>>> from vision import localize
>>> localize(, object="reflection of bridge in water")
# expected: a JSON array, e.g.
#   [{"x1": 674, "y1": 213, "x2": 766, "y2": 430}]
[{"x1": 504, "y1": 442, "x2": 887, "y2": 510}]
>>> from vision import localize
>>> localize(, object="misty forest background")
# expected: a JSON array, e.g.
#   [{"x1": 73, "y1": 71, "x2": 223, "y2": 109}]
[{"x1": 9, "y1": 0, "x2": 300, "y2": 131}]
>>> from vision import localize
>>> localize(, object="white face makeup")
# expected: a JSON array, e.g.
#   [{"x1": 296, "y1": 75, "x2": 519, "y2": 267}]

+++

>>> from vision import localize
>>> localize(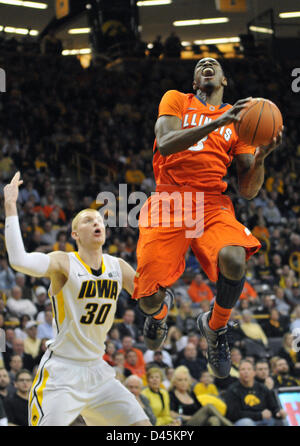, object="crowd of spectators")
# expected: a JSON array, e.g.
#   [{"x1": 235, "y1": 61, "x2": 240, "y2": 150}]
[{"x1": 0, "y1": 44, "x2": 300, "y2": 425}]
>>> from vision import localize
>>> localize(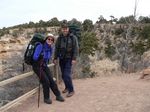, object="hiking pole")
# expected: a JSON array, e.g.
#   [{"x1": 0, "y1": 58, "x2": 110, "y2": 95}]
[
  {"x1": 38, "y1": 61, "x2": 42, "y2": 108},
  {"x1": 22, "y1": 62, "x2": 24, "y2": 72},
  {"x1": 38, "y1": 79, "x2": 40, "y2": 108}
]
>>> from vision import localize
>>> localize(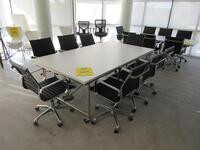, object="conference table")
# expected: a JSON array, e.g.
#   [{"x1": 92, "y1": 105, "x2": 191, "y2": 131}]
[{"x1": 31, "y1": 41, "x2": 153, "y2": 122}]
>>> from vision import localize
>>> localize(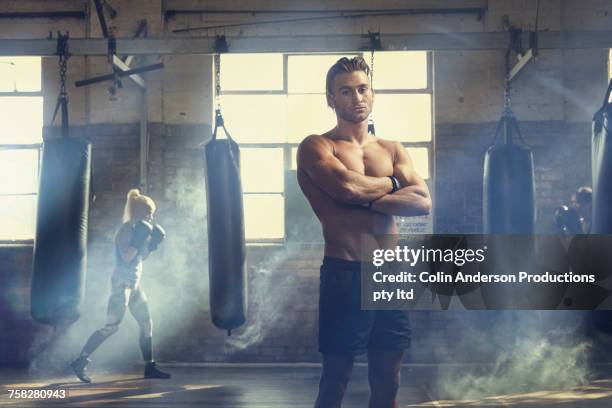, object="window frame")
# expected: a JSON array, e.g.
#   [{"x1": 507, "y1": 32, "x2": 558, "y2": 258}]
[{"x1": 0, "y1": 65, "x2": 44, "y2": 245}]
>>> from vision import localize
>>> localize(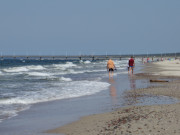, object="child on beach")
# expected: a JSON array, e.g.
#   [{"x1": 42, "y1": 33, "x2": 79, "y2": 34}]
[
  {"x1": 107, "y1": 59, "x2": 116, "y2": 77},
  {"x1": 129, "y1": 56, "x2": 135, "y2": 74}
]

+++

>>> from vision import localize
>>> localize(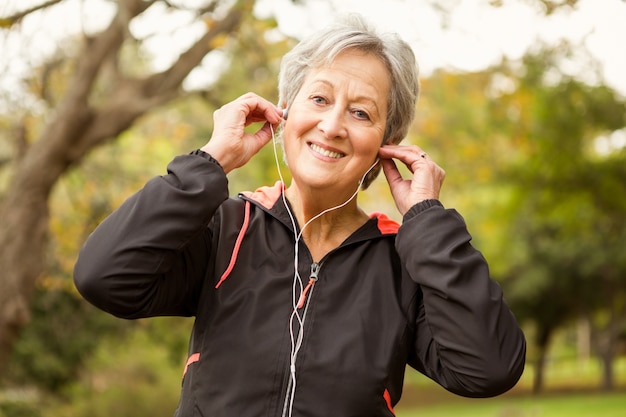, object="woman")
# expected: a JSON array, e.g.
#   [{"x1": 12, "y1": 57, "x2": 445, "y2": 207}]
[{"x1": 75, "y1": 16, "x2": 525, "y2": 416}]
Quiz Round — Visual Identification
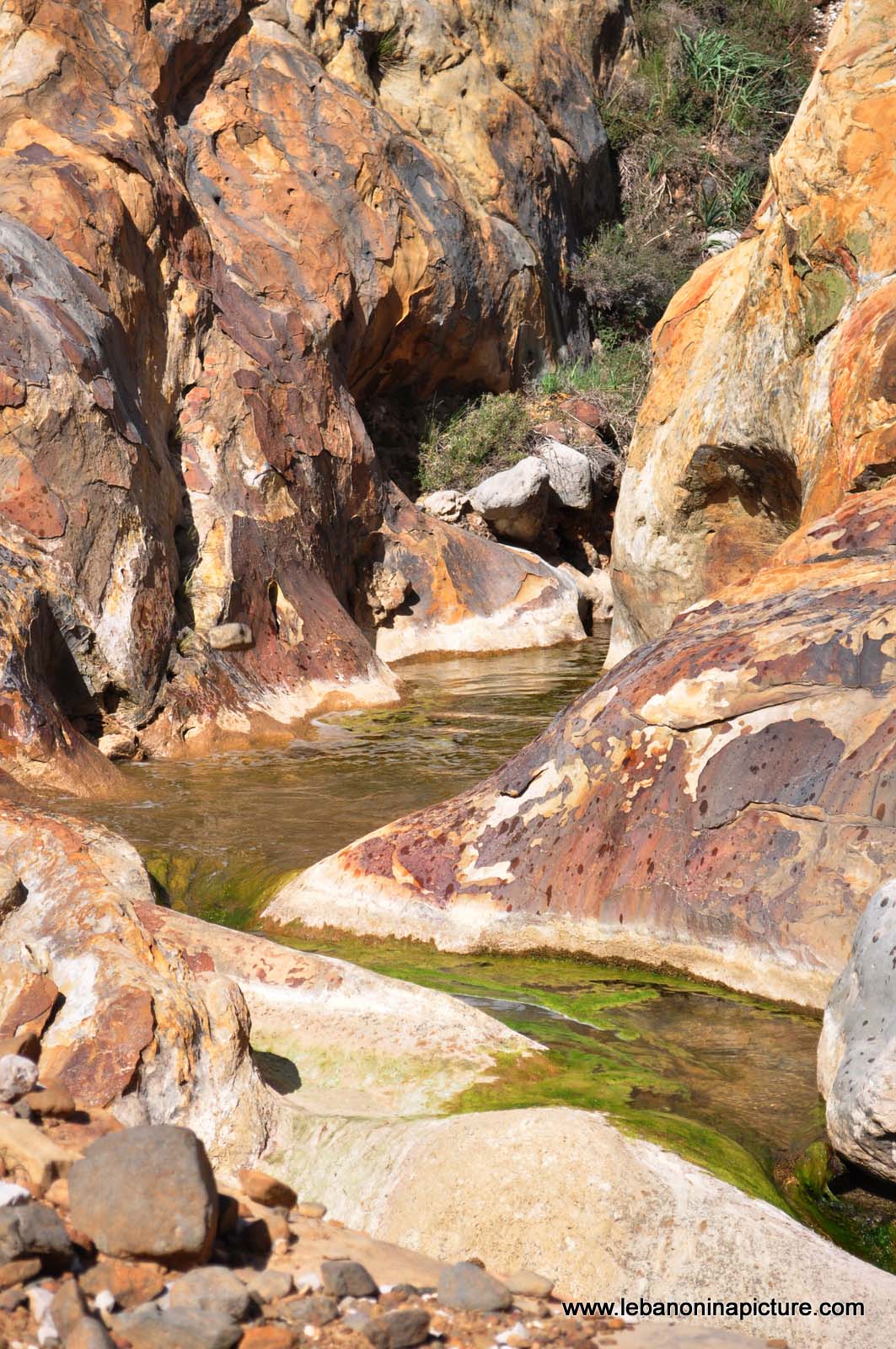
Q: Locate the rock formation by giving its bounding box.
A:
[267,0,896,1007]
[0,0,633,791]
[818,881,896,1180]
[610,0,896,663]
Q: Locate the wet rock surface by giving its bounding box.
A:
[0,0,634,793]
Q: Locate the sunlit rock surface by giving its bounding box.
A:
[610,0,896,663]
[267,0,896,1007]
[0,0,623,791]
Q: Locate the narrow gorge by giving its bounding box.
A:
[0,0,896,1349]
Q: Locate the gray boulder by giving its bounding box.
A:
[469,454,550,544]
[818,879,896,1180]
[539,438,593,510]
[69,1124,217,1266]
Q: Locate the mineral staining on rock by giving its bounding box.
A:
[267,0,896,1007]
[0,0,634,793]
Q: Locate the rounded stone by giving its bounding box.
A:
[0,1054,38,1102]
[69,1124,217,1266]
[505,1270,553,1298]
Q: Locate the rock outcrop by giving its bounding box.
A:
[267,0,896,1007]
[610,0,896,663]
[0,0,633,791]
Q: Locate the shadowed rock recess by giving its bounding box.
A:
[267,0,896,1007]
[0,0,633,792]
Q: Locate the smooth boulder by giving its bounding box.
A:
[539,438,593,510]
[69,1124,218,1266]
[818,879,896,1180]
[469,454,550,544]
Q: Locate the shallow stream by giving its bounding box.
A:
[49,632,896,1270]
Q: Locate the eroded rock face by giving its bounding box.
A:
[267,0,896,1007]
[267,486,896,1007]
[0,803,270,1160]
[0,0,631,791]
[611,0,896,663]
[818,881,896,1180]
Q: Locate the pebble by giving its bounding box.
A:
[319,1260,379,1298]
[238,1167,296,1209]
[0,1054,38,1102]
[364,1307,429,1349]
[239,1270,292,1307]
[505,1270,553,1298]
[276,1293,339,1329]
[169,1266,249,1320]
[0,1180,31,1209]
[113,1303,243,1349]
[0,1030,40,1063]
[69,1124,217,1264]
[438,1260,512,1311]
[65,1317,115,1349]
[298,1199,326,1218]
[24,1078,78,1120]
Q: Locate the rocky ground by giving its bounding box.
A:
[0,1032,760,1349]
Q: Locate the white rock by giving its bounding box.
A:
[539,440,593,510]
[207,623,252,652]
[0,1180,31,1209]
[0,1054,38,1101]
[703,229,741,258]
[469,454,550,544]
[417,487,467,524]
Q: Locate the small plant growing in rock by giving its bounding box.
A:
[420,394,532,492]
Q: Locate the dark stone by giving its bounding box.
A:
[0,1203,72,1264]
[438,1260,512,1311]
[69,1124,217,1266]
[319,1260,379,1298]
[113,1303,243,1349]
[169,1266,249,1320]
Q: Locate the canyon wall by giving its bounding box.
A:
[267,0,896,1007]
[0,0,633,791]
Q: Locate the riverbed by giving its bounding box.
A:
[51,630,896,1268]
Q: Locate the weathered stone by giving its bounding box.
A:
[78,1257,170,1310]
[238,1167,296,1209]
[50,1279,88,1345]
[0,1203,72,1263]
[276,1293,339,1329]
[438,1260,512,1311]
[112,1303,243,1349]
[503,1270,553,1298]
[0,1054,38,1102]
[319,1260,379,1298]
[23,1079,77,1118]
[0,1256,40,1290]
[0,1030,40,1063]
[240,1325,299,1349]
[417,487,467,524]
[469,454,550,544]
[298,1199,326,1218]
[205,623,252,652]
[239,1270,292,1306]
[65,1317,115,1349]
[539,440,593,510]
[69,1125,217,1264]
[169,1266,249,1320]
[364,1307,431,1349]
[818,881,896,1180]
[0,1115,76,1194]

+++

Please rewrite everything from the line containing "Q: Locate the rocky" down to the line containing "[0,1115,76,1194]" with "bounding box" changed to "coordinates", leaving the rest of those entries as they are.

Finished exercise:
Q: Locate the rocky ground by giving its coordinates.
A:
[0,1032,760,1349]
Q: Locate the white rock by giving its coordinates.
A:
[539,440,593,510]
[207,623,252,652]
[0,1180,31,1209]
[0,1054,38,1101]
[703,229,741,258]
[469,454,550,544]
[417,487,467,524]
Q: Locate the small plant growing in rock by giving its coordinates.
A:
[420,394,532,492]
Q: Locate the dark stone by giving its coordinates.
A:
[0,1203,72,1264]
[438,1260,512,1311]
[69,1124,217,1266]
[319,1260,379,1298]
[113,1303,243,1349]
[169,1266,249,1320]
Q: Locate the canyon wall by giving its coordinates.
A:
[267,0,896,1007]
[0,0,633,791]
Q: Locate the riverbed by giving its coordinates.
A:
[51,630,896,1268]
Q: Locate the weathered stone by giving its coordinates.
A:
[78,1257,170,1310]
[238,1167,296,1209]
[50,1279,88,1345]
[0,1203,72,1263]
[276,1293,339,1329]
[438,1260,512,1311]
[112,1303,243,1349]
[503,1270,553,1298]
[0,1054,38,1102]
[319,1260,379,1298]
[23,1079,77,1118]
[0,1256,40,1290]
[0,1030,40,1063]
[240,1325,299,1349]
[417,487,467,524]
[469,454,550,544]
[298,1199,326,1218]
[205,623,252,652]
[239,1270,292,1306]
[65,1317,115,1349]
[539,440,593,510]
[69,1125,217,1264]
[169,1266,249,1320]
[364,1307,431,1349]
[818,881,896,1180]
[0,1115,76,1194]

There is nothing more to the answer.